Hockey can teach skills like teamwork, creativity, and perseverance, but the costs associated with playing the sport can be daunting for many families.

That’s why programs like Ice Hockey In Harlem are so important.

Ice Hockey In Harlem is a non-profit organization that accepts applications from boys and girls ranging from ages of four to 10 that live north of 110th Street in Harlem. The program includes age-specific activities through the age of 17 that are focused on developing academic skills, as well as playing hockey.

Devin Gonzalez, 16, is one of the many youths the program has helped. He’s been with the program for 16 years.

“Being on ice is like being in another world,” Gonzalez told USA Hockey. “It is the highlight of my day. I owe so much to Ice Hockey In Harlem — the opportunity to learn and play this sport was a gift.”

Gonzalez spoke not only of his passion for the sport, but also his time taking part in the book club run by the coaches.

“They not only coached on Fridays, but they also stayed around to read and discuss hockey books with us,” Gonzalez said. “We learned about the sport’s history and even a fancy vocabulary.”

**Requirement 1**
In the records below, copy out every line from the one containing "mark the dense forest canopy" through the end of the records, both ends included, and leave out the pictures.

**Entries provided**
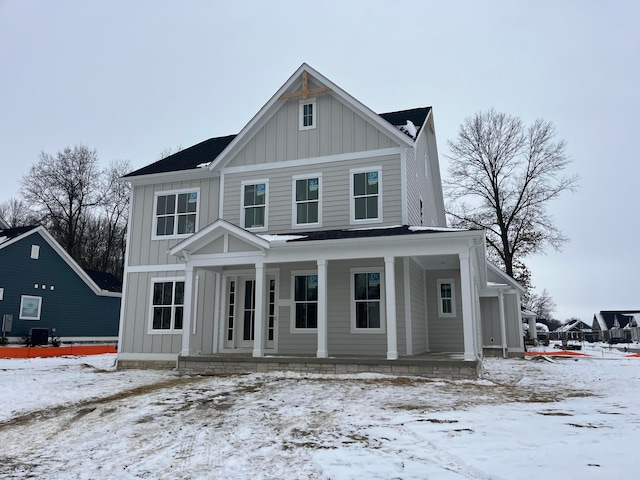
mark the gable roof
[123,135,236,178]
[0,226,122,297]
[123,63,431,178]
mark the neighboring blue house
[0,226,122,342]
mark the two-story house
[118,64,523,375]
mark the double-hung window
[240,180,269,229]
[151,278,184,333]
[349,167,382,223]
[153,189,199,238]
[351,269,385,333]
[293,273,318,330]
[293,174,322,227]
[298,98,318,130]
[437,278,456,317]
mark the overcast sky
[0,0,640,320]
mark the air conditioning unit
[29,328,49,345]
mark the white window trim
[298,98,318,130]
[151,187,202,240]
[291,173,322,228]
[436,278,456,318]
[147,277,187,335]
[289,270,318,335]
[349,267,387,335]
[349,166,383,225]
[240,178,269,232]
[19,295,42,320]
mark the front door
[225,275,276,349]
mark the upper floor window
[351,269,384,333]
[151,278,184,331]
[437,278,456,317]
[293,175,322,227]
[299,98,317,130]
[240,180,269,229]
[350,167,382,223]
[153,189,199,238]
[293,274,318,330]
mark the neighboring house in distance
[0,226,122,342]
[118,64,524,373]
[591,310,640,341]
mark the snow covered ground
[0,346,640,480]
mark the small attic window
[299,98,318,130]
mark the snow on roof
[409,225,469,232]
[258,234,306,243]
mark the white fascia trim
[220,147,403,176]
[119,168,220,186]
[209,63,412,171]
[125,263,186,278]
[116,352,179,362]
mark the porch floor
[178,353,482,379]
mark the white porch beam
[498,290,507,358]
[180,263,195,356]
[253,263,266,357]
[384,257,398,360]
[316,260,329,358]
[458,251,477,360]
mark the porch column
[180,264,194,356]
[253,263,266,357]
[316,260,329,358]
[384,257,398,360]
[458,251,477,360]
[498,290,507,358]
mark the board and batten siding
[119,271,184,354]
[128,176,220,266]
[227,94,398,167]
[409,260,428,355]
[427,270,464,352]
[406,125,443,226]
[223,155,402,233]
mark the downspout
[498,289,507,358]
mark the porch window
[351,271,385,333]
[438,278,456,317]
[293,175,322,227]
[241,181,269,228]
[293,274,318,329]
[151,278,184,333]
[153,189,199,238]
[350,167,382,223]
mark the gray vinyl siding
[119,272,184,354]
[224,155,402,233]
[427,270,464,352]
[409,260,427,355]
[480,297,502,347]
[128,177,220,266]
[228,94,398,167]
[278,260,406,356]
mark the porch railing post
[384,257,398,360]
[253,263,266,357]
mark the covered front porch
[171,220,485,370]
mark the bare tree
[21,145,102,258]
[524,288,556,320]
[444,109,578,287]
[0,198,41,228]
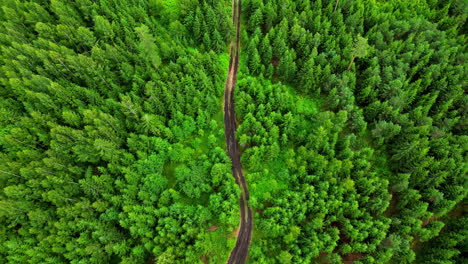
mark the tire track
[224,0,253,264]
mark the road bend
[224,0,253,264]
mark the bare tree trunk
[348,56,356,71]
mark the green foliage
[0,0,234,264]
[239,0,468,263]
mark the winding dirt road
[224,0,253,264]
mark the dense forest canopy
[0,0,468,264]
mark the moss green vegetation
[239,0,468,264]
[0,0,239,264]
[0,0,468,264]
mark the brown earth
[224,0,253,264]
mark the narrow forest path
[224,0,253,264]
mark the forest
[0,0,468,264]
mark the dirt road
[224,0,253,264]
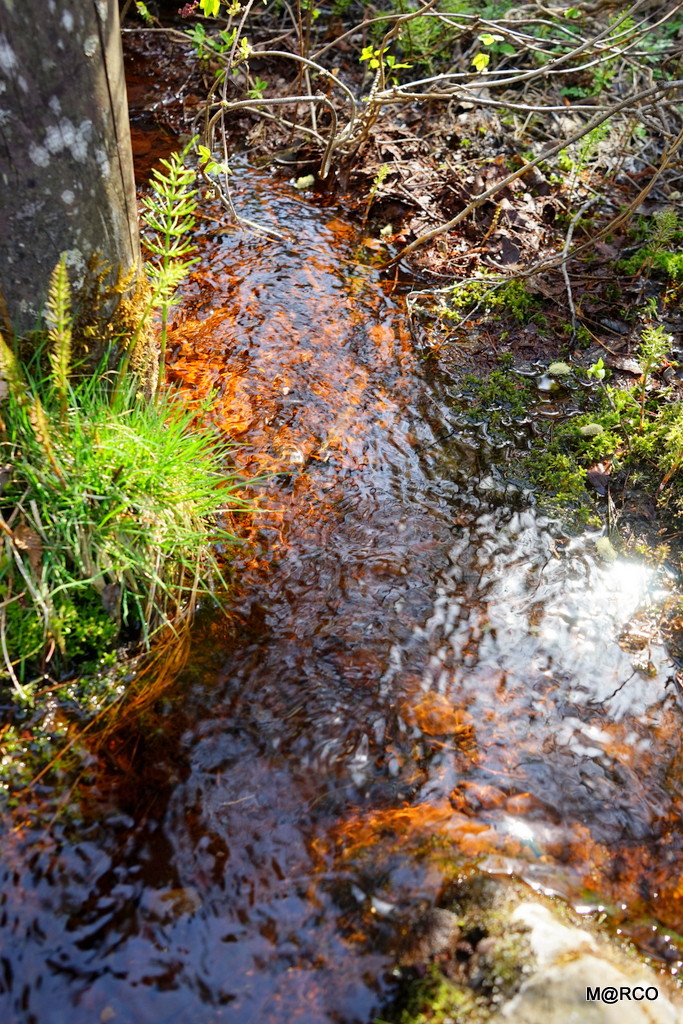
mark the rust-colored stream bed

**Requirement 2**
Pick up the text about Ice Hockey In Harlem where it stops and keep writing it.

**Right answer 1**
mark the dense forest canopy
[0,0,468,264]
mark the moss green vegetation
[239,0,468,264]
[0,0,239,264]
[0,0,468,264]
mark the brown earth
[224,0,253,264]
mark the narrow forest path
[224,0,253,264]
mark the forest
[0,0,468,264]
mark the dirt road
[224,0,253,264]
mark the rust-colored stream bed

**Right answer 2**
Rob Schoenbach, a public school science teacher who also serves as a volunteer coach, emphasized that the IHIH is about more than just playing hockey.

“We’re trying to also create a bigger scope for the kids themselves,” Schoenbach told NHL.com. “They get to socialize and have the experience of being on a team, and the team isn’t just at the rink or in the locker room — we’re creating a community.”

There are over 1,000 stories like Gonzalez’s thanks to Ice Hockey In Harlem, according to the Rangers’ website. Many, like Gonzalez, might not have gotten an opportunity to play hockey at all if not for this program.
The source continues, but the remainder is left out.